╭──

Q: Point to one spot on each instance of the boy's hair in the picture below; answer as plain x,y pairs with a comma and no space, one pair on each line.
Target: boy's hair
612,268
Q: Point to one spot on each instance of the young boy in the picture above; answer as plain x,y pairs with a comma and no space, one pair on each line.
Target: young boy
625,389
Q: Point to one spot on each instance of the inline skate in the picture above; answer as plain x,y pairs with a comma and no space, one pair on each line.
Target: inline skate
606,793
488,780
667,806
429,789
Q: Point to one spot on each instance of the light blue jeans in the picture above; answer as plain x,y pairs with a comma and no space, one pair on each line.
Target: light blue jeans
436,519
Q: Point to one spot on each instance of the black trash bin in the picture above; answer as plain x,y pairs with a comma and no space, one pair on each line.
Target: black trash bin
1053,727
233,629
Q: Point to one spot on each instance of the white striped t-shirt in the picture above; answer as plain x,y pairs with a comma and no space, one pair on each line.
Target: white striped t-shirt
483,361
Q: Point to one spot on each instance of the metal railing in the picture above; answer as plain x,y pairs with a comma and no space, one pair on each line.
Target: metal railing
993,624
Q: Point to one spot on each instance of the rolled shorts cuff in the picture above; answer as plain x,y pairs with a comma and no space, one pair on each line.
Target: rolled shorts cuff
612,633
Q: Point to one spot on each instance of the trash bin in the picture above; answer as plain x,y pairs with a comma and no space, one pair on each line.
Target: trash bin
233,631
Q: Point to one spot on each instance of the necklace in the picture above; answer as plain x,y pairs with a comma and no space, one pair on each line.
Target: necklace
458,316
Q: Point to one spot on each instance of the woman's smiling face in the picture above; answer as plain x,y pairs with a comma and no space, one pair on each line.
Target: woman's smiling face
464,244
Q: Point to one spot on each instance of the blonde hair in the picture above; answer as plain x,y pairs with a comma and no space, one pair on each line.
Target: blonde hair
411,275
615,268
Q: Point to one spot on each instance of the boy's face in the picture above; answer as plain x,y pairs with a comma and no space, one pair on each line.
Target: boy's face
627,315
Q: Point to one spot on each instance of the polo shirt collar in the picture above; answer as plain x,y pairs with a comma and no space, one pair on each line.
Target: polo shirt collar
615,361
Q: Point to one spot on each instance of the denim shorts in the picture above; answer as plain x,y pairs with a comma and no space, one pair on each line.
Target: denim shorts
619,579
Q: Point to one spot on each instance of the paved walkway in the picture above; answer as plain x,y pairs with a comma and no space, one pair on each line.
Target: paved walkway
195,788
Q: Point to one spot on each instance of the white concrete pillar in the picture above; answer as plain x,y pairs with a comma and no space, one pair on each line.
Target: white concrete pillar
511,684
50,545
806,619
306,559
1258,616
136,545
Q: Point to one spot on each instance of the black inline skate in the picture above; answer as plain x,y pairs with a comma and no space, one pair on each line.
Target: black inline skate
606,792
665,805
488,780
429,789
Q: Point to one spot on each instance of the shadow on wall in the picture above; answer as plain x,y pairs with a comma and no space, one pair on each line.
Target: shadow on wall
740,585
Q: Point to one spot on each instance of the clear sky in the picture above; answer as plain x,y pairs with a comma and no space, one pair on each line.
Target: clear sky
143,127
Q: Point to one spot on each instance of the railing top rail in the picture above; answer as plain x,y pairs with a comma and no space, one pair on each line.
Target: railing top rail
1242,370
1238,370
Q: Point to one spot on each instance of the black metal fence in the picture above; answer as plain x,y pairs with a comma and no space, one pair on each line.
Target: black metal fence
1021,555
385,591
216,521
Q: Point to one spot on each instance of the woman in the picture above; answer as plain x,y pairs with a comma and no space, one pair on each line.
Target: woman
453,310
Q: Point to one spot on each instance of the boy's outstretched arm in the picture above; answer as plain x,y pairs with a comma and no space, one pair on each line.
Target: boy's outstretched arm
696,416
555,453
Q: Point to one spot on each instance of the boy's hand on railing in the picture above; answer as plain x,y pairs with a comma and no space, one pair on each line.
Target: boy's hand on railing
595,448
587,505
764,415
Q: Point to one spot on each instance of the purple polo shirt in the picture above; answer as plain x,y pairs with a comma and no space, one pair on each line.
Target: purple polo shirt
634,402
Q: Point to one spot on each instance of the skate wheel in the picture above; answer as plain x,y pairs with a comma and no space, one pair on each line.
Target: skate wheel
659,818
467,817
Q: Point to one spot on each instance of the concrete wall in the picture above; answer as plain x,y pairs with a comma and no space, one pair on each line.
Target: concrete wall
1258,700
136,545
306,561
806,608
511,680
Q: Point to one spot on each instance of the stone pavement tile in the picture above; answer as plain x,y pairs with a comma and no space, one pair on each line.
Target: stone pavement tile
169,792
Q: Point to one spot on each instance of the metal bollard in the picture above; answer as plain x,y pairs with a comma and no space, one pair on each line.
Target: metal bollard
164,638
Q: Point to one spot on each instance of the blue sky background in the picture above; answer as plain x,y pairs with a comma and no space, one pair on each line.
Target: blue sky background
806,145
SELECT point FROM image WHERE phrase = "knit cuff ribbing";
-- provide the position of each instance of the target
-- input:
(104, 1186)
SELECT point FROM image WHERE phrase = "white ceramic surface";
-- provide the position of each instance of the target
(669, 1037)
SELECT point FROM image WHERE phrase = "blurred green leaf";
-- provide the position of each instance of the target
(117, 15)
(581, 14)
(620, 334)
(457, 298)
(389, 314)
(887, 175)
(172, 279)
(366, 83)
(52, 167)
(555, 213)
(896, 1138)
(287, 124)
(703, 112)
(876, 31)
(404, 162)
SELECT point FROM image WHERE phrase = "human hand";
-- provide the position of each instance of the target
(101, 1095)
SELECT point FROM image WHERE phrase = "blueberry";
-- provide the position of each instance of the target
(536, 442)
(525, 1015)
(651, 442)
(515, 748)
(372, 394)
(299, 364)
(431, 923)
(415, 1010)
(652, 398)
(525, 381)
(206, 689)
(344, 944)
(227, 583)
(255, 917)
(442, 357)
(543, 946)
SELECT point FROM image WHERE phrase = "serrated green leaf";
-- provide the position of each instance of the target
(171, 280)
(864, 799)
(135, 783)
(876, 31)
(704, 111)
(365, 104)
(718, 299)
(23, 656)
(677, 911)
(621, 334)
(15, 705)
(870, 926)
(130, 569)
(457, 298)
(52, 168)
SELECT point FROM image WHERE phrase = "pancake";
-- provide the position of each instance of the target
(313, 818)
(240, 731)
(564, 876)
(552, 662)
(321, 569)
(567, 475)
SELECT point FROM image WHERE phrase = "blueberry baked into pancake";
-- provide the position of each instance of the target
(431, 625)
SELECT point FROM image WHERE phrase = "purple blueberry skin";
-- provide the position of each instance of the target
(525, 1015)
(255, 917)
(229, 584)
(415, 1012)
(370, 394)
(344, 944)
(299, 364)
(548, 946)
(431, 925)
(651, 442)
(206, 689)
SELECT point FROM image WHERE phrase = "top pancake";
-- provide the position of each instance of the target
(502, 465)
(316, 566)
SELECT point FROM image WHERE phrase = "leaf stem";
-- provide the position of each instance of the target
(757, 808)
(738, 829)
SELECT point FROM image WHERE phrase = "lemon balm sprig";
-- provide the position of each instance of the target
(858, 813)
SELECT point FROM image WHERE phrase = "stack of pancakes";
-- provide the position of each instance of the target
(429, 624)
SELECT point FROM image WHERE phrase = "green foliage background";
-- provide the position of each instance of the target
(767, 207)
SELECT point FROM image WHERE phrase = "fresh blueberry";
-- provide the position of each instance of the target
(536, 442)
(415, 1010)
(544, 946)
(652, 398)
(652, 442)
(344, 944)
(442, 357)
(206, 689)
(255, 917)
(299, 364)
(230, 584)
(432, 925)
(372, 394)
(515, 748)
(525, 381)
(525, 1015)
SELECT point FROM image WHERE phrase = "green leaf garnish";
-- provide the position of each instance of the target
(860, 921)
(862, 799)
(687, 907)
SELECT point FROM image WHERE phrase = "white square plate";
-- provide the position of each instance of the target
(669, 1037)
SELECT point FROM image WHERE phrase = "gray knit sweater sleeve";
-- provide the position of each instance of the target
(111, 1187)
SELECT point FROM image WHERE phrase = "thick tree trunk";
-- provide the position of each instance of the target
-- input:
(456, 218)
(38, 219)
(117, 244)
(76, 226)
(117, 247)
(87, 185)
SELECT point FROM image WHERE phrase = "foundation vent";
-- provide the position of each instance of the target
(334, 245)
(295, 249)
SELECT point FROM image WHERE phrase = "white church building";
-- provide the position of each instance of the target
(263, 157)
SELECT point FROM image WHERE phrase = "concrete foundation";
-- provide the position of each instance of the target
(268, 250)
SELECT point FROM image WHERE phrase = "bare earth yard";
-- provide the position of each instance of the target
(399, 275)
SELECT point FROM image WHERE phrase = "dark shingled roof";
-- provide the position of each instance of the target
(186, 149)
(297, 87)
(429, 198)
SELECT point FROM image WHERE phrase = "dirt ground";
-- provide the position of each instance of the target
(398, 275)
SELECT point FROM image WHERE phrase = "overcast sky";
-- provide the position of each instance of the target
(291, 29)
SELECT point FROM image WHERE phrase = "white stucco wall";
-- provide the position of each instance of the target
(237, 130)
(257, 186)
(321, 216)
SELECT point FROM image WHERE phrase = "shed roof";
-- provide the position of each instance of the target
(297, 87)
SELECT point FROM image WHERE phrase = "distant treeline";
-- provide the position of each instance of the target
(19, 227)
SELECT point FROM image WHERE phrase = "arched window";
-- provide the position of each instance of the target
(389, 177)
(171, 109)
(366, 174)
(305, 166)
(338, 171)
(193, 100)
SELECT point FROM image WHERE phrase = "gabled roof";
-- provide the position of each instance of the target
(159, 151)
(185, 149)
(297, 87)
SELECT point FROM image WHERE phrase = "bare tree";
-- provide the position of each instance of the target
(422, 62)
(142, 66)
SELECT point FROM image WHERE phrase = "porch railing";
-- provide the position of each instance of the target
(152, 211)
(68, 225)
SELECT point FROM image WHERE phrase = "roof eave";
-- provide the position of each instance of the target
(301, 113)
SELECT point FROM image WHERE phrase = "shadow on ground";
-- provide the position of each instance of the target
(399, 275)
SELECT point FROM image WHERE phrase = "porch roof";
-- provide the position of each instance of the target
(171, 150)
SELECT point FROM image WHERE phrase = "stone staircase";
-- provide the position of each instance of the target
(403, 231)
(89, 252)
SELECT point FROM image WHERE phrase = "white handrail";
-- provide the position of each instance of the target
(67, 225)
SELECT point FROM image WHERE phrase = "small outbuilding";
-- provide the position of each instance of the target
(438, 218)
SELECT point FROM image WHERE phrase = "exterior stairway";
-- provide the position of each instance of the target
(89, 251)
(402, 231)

╰──

__REQUIREMENTS__: Gather every line in the records that contains the word "wall" and copy each one in full. The match is case-sensitive.

__SOLUTION TO THIS PROBLEM__:
Q: Point to one spot on each instance of the shadow on wall in the picture above; answer as plain x,y pairs with a comma and no space, one pair on each line.
Target: shadow on wall
Q: Point to one spot on each instance of the concrete wall in the picture above; answer as plain x,y pairs with a comma and no space, one pair on each line.
Target: concrete wall
SELECT point FROM image WHERE phrase = "white stucco wall";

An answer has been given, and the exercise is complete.